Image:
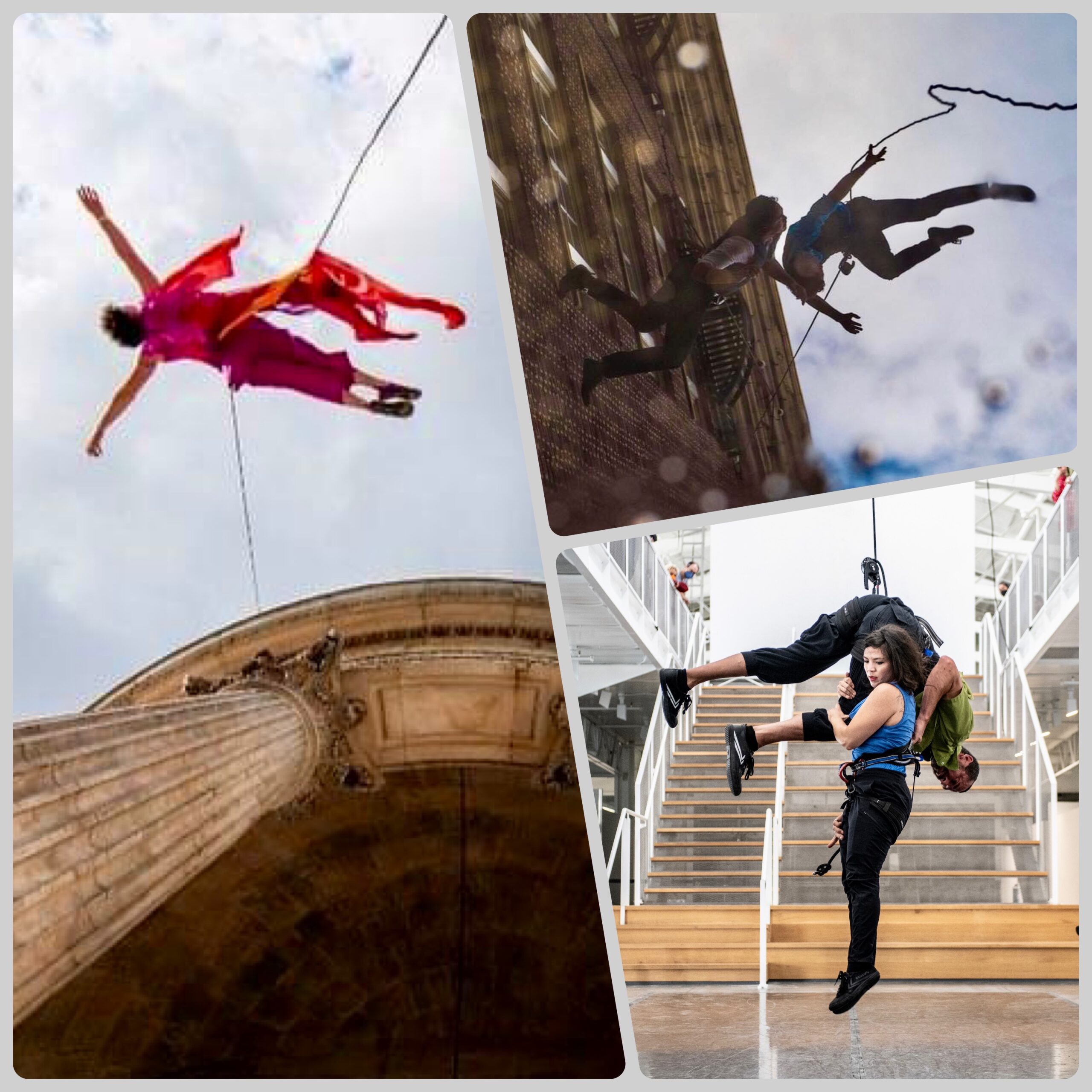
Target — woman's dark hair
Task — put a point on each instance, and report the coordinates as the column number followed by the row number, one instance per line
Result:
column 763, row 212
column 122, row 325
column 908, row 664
...
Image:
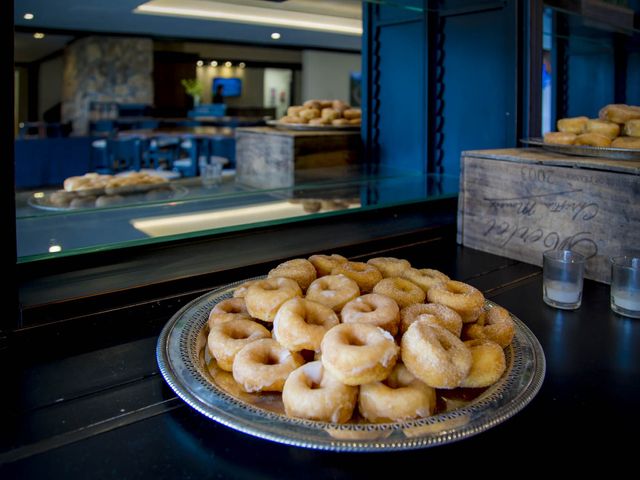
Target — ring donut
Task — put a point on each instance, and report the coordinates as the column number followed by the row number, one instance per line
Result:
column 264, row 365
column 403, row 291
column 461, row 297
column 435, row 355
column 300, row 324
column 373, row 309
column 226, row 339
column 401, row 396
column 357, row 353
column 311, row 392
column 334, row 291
---
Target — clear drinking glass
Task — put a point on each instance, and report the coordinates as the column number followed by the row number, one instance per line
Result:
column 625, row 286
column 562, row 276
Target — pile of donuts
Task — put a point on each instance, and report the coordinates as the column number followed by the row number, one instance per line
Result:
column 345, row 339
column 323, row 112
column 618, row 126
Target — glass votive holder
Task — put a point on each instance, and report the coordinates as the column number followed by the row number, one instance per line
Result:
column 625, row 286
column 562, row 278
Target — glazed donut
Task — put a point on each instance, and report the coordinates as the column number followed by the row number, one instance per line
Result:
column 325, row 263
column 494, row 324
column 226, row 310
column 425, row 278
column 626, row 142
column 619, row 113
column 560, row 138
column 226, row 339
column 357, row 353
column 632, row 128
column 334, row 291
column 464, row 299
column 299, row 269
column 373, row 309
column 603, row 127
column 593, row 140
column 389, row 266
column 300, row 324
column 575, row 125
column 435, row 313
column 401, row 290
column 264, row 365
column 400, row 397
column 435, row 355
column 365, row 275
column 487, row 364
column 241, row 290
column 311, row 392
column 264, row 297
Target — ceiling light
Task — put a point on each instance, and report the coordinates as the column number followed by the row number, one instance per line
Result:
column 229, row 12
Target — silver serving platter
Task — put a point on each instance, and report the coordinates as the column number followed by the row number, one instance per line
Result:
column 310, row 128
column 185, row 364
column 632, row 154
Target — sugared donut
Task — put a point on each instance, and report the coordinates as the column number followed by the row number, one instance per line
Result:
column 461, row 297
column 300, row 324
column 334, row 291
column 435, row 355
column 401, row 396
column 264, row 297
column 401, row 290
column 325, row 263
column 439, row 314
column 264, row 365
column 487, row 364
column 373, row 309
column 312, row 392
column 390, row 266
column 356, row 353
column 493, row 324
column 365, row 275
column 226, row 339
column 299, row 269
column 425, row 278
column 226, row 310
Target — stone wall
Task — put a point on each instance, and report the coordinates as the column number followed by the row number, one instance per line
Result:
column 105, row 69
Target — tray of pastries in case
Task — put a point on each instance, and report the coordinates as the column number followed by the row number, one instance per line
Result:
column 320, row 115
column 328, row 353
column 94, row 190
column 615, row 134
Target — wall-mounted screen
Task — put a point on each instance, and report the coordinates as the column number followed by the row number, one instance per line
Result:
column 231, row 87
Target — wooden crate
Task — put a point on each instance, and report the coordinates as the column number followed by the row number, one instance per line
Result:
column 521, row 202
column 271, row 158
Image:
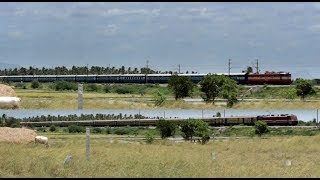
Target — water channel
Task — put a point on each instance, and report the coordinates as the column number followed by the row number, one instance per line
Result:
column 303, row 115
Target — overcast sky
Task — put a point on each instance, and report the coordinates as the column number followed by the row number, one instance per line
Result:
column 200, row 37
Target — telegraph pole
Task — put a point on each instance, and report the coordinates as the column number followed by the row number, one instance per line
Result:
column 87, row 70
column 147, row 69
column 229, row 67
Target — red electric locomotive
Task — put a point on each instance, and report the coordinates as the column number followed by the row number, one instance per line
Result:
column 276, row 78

• AIM OF THE EXERCISE
Convert the lines from the one containing "Target — clear drinking glass" through the one containing "column 562, row 278", both included, into a Markdown table. Use a Num column for the row number and a Line column for the text of each line, and leave out any blank lines.

• REPLY
| Num | Line |
|---|---|
| 1 | Target — clear drinking glass |
| 2 | Task — put a point on each instance, and report the coordinates as the column number followed by the row number, one instance per line |
| 3 | Result: |
| 4 | column 625, row 286 |
| 5 | column 562, row 276 |
| 6 | Target — pile of donuts |
| 7 | Task — put a point on each instance, and report the coordinates as the column number followed by the row number, one instance per line |
| 8 | Result: |
| 9 | column 345, row 339 |
| 10 | column 323, row 112 |
| 11 | column 618, row 126 |
| 12 | Target — glass votive holder |
| 13 | Task — put a point on each instance, and report the coordinates as the column number followed by the row number, one instance per line |
| 14 | Result: |
| 15 | column 625, row 286 |
| 16 | column 562, row 278 |